WHAT THE EXERCISE ASKS: Reproduce each of the following records word for word, without changing anything.

[Stored dataset items]
>> START

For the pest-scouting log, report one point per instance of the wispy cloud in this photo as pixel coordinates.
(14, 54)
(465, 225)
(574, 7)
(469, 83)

>> END

TASK RESULT:
For the pest-scouting log, report one point per instance of the wispy cloud in this photo as pixel coordinates.
(14, 54)
(465, 225)
(574, 7)
(469, 83)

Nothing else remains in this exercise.